**What you have to do**
Rewrite all of the material below, substituting "central point" for every occurrence of "innermost point" and keeping everything else the same. Leave the pictures out of your answer.

**Point annotation dataset records**
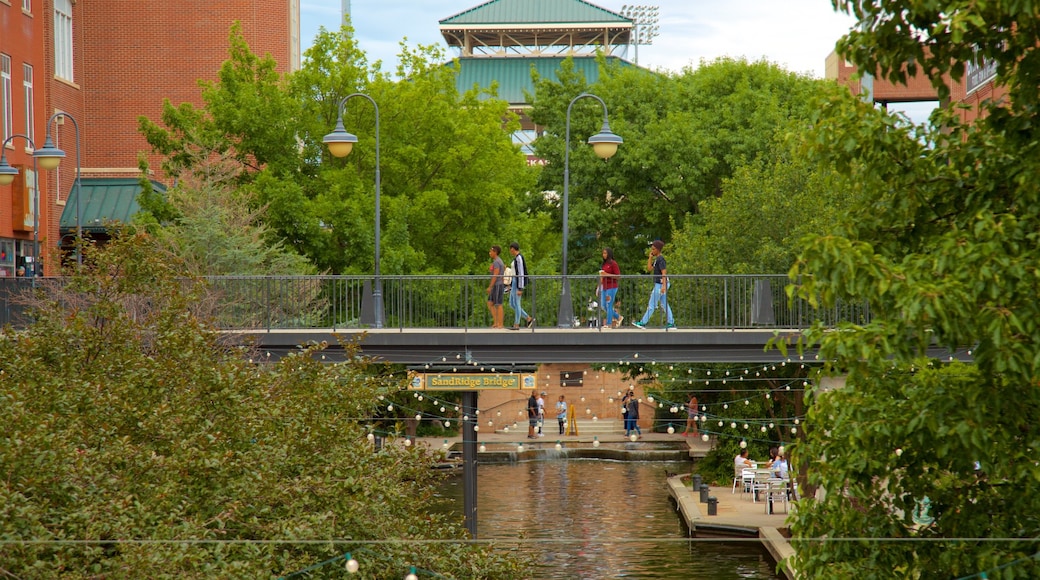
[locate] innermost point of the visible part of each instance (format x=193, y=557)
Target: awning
x=102, y=201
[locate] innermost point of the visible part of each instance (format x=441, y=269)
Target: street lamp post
x=50, y=157
x=7, y=174
x=604, y=145
x=340, y=143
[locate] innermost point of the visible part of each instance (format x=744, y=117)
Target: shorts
x=495, y=296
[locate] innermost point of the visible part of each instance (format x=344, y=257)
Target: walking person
x=658, y=297
x=519, y=283
x=541, y=413
x=608, y=274
x=633, y=413
x=531, y=416
x=691, y=416
x=496, y=287
x=562, y=414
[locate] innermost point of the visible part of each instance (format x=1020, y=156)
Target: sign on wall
x=474, y=381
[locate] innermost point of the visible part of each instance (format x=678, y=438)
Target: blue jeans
x=657, y=298
x=608, y=305
x=518, y=311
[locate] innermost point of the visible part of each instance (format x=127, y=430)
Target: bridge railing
x=460, y=301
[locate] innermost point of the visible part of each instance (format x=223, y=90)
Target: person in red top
x=608, y=274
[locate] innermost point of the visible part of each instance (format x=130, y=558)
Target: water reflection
x=597, y=519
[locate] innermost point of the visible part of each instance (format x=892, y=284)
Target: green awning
x=102, y=201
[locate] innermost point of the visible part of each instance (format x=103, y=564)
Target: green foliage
x=767, y=207
x=943, y=245
x=136, y=446
x=452, y=183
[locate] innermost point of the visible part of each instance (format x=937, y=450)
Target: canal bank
x=736, y=516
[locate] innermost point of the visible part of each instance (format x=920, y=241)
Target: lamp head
x=339, y=141
x=48, y=157
x=605, y=142
x=6, y=172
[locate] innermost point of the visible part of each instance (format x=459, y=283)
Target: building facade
x=94, y=68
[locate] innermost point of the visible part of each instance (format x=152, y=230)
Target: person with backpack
x=516, y=289
x=658, y=297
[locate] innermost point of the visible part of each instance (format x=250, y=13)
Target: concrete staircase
x=603, y=426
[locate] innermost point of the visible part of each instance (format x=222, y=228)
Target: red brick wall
x=22, y=36
x=136, y=54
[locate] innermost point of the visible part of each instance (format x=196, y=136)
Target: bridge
x=444, y=320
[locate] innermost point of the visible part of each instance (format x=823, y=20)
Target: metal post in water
x=469, y=460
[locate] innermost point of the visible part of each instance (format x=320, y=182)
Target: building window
x=29, y=114
x=62, y=40
x=6, y=113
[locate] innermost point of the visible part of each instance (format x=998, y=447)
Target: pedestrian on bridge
x=608, y=274
x=658, y=297
x=519, y=283
x=496, y=287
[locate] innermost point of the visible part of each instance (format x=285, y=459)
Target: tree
x=684, y=135
x=943, y=247
x=136, y=445
x=452, y=183
x=764, y=210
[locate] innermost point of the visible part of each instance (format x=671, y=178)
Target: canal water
x=595, y=519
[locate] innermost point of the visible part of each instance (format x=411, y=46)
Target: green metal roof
x=103, y=200
x=513, y=74
x=535, y=11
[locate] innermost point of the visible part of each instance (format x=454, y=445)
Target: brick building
x=104, y=64
x=976, y=88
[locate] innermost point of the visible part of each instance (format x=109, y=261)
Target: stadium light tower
x=644, y=24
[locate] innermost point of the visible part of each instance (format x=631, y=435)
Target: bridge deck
x=539, y=345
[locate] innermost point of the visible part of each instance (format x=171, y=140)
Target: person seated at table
x=742, y=460
x=773, y=456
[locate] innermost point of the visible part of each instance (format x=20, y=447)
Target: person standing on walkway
x=519, y=283
x=562, y=414
x=541, y=413
x=608, y=274
x=531, y=416
x=691, y=416
x=633, y=413
x=496, y=287
x=656, y=264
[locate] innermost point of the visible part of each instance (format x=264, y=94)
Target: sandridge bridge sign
x=470, y=381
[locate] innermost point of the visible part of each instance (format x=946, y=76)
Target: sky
x=796, y=34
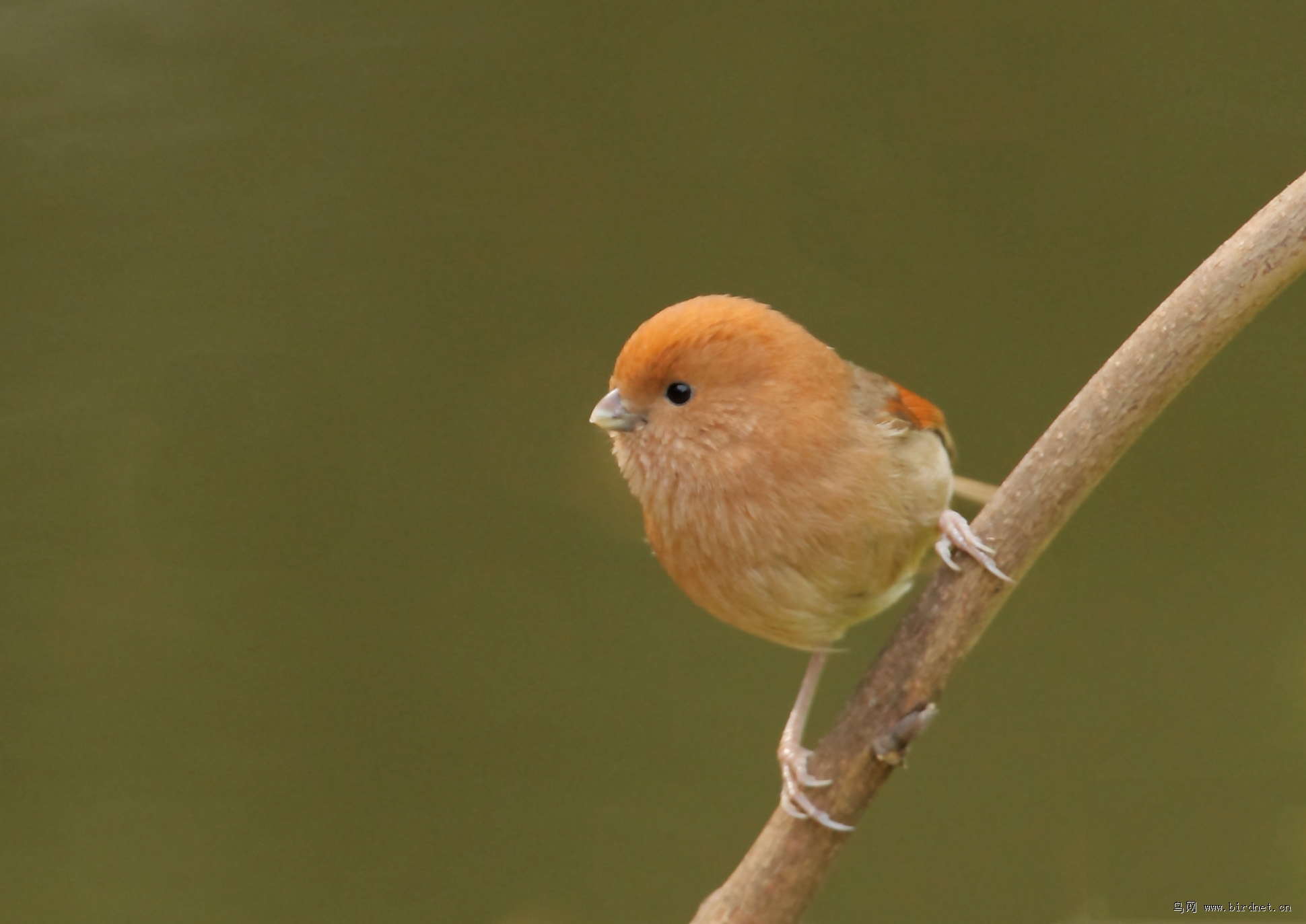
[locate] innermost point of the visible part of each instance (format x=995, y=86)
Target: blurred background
x=320, y=601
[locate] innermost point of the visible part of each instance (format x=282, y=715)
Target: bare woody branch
x=785, y=865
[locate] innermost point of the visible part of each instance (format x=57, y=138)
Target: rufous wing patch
x=921, y=414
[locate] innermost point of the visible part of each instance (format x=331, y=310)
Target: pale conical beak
x=611, y=414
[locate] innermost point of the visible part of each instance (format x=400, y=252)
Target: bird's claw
x=957, y=534
x=793, y=799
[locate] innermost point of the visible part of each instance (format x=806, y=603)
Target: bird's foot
x=793, y=799
x=957, y=534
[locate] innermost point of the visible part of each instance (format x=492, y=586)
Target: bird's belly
x=805, y=603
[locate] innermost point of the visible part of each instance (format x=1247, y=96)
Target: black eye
x=678, y=393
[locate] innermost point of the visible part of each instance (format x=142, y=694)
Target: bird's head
x=716, y=384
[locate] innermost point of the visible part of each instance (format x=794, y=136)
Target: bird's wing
x=881, y=400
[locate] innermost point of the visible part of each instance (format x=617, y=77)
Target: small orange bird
x=786, y=491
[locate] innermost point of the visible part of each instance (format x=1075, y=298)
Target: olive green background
x=320, y=601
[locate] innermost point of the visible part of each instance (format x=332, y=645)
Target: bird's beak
x=611, y=414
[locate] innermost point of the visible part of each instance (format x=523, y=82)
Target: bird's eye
x=678, y=393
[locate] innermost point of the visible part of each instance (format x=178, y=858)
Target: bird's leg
x=957, y=534
x=793, y=754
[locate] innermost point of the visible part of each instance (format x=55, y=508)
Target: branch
x=785, y=865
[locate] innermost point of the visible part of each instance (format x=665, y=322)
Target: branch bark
x=782, y=872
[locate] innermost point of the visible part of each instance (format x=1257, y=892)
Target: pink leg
x=957, y=534
x=793, y=754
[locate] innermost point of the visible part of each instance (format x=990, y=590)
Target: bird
x=789, y=493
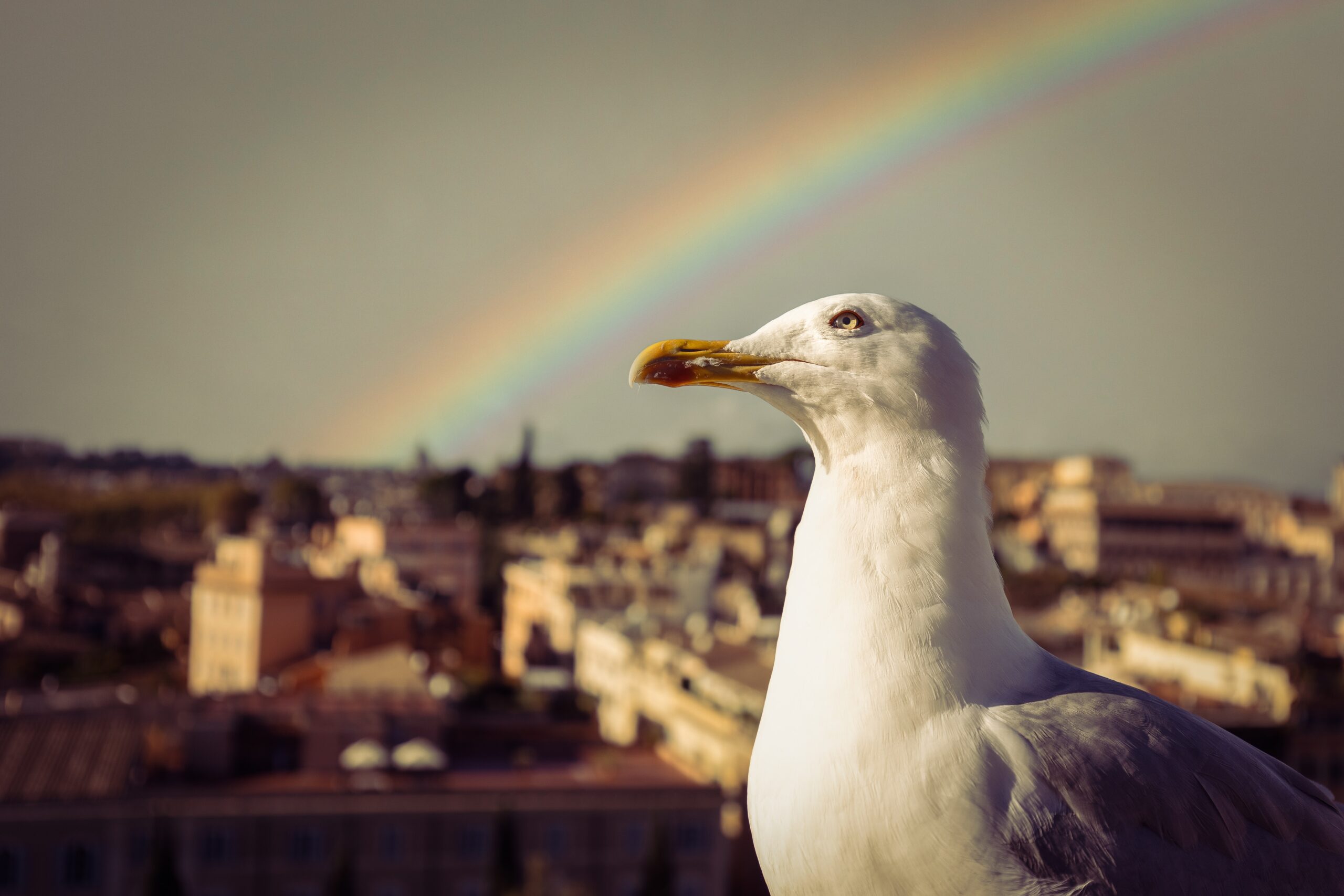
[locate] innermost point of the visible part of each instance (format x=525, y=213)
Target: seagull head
x=853, y=371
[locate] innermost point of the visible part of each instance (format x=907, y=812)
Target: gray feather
x=1153, y=801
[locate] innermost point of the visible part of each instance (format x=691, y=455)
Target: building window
x=11, y=870
x=471, y=841
x=557, y=840
x=77, y=868
x=691, y=839
x=632, y=839
x=390, y=841
x=138, y=849
x=306, y=846
x=215, y=847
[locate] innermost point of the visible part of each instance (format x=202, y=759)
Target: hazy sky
x=224, y=224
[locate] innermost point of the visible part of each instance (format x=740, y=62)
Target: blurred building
x=705, y=696
x=252, y=614
x=382, y=808
x=436, y=561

**Answer to this problem**
[locate] central point of the visible part of each instance (format x=193, y=557)
Target: awning
x=102, y=201
[locate] central point of the visible part of each instance (format x=441, y=269)
Target: street lamp post
x=50, y=157
x=7, y=174
x=604, y=145
x=340, y=143
[locate] central point of the visible part of each instance (format x=744, y=117)
Target: shorts
x=495, y=296
[locate] central point of the visible part of each instance (format x=344, y=257)
Target: walking person
x=658, y=297
x=519, y=283
x=541, y=413
x=608, y=274
x=633, y=413
x=531, y=416
x=691, y=416
x=496, y=287
x=562, y=414
[locate] central point of the visible part of each instance (format x=1020, y=156)
Target: sign on wall
x=474, y=381
[locate] central point of the visible part of each instance (format x=678, y=438)
Target: blue jeans
x=657, y=298
x=608, y=305
x=518, y=311
[locate] central point of the visible part of each instance (format x=127, y=430)
Target: bridge railing
x=460, y=301
[locate] central point of the visible part of each instance (format x=223, y=90)
Target: person in red top
x=608, y=274
[locate] central point of the visible part of each instance (format x=130, y=558)
Target: water reflection
x=597, y=519
[locate] central point of the visible part of each instance (format x=892, y=284)
Target: green awning
x=102, y=201
[locate] central point of the visible part of each instance (format x=103, y=564)
Target: green foliage
x=767, y=207
x=943, y=245
x=136, y=446
x=452, y=183
[locate] central point of the visible part of each instance (format x=937, y=450)
Target: canal bank
x=736, y=516
[locate] central point of the visible part of each instance (format x=920, y=241)
Target: lamp head
x=339, y=141
x=48, y=157
x=605, y=142
x=6, y=172
[locate] central point of the visible part of each instance (format x=459, y=283)
Target: building facade
x=94, y=68
[locate] central point of the visible part of each instance (format x=152, y=230)
Target: person with backpack
x=516, y=289
x=658, y=297
[locate] central point of the visible part of each instance (format x=250, y=13)
Target: concrete staircase
x=603, y=426
[locate] central point of the visible part of each instance (format x=222, y=228)
Target: red brick wall
x=22, y=36
x=136, y=54
[locate] central point of the visible part of each instance (format x=196, y=136)
Target: bridge
x=444, y=320
[locate] central point of the visible part of each instance (format x=823, y=20)
Target: metal post in water
x=469, y=460
[locate] central point of the visible part of each instance (format x=320, y=182)
Target: building window
x=29, y=114
x=62, y=40
x=6, y=113
[locate] central point of the visible part of each instance (format x=998, y=447)
Target: pedestrian on bridge
x=608, y=274
x=658, y=297
x=519, y=283
x=496, y=287
[locate] central point of the visible part of each instance (format x=285, y=459)
Target: tree
x=684, y=135
x=943, y=247
x=136, y=445
x=452, y=183
x=764, y=210
[locate] central point of the visible part of each instance (format x=671, y=178)
Target: canal water
x=595, y=519
[locate] central point of the visible part of each instance (format x=411, y=46)
Target: green metal roof
x=103, y=200
x=513, y=74
x=535, y=11
[locate] central point of the visible part of each instance (format x=454, y=445)
Target: brick building
x=104, y=64
x=976, y=88
[locate] central point of the visible part of each instance (format x=109, y=261)
Target: stadium light tower
x=644, y=24
[locate] central point of the visible part of each instance (format x=631, y=435)
Target: bridge deck
x=539, y=345
[locate] central point of the visible part of each instance (format x=171, y=140)
Target: person seated at table
x=742, y=460
x=773, y=456
[locate] central point of the visible part of each instance (format x=20, y=447)
Target: person standing on walkway
x=519, y=283
x=562, y=414
x=541, y=413
x=608, y=274
x=531, y=416
x=691, y=416
x=633, y=413
x=496, y=287
x=656, y=264
[locate] central point of the visible part of each instance (format x=264, y=94)
Target: sandridge bridge sign
x=470, y=381
[locate] central point of the visible part of each instance (format x=946, y=76)
Target: sky
x=796, y=34
[locate] central point of the visible part of each instance (format x=995, y=86)
Target: blurred background
x=320, y=601
[locate] central point of the visible part of each instance (format x=282, y=715)
Target: bare woody branch
x=785, y=865
[locate] central point of the visible part of each instance (format x=57, y=138)
Target: rufous wing patch
x=921, y=414
[locate] central point of the visible part of each instance (format x=331, y=310)
Target: pale conical beak
x=611, y=414
[locate] central point of the visible part of each instance (format x=400, y=252)
Target: bird's claw
x=957, y=534
x=793, y=799
[locate] central point of the visible part of each instance (format x=806, y=603)
Target: bird's foot
x=793, y=799
x=957, y=534
[locate] central point of the visible part of each instance (format x=492, y=586)
Target: bird's belly
x=805, y=603
[locate] central point of the visible part of each instance (format x=1247, y=96)
Target: black eye
x=678, y=393
[locate] central point of the visible part of each instance (format x=142, y=694)
Target: bird's head
x=716, y=384
[locate] central point of the visible part of each instance (format x=794, y=136)
Target: bird's wing
x=881, y=400
[locate] central point of the visible part of each instance (format x=617, y=77)
Target: small orange bird
x=786, y=491
[locate] central point of the visible part of each instance (format x=1075, y=298)
Target: olive green background
x=320, y=601
[locate] central point of the visible part of each instance (format x=332, y=645)
Target: bird's beak
x=611, y=414
[locate] central point of the visible part of each instance (format x=523, y=82)
Target: bird's eye
x=678, y=393
[locate] central point of the visible part of each instance (format x=178, y=858)
Target: bird's leg
x=957, y=534
x=793, y=754
[locate] central point of the visible part of each instance (format x=55, y=508)
Target: branch
x=785, y=865
[locate] central point of the visible part of each instance (format x=665, y=322)
Target: branch bark
x=782, y=872
[locate] central point of the visible part of each instance (format x=1257, y=892)
Target: pink leg
x=957, y=534
x=793, y=754
[locate] central point of the visible part of each instance (format x=990, y=590)
Target: bird
x=789, y=493
[locate] central point of the visible part of each instance (format x=525, y=213)
Target: seagull head
x=853, y=371
[locate] central point of the visible part of each instance (format x=907, y=812)
Target: gray feather
x=1153, y=801
[locate] central point of the visible part of each instance (format x=691, y=455)
Target: building window
x=11, y=870
x=471, y=841
x=557, y=840
x=77, y=868
x=691, y=839
x=632, y=839
x=390, y=841
x=138, y=849
x=306, y=846
x=215, y=847
[locate] central point of the visible part of each instance (format x=202, y=759)
Target: hazy sky
x=224, y=224
[locate] central point of the visible part of each instance (format x=740, y=62)
Target: blurred building
x=705, y=696
x=252, y=614
x=382, y=808
x=436, y=561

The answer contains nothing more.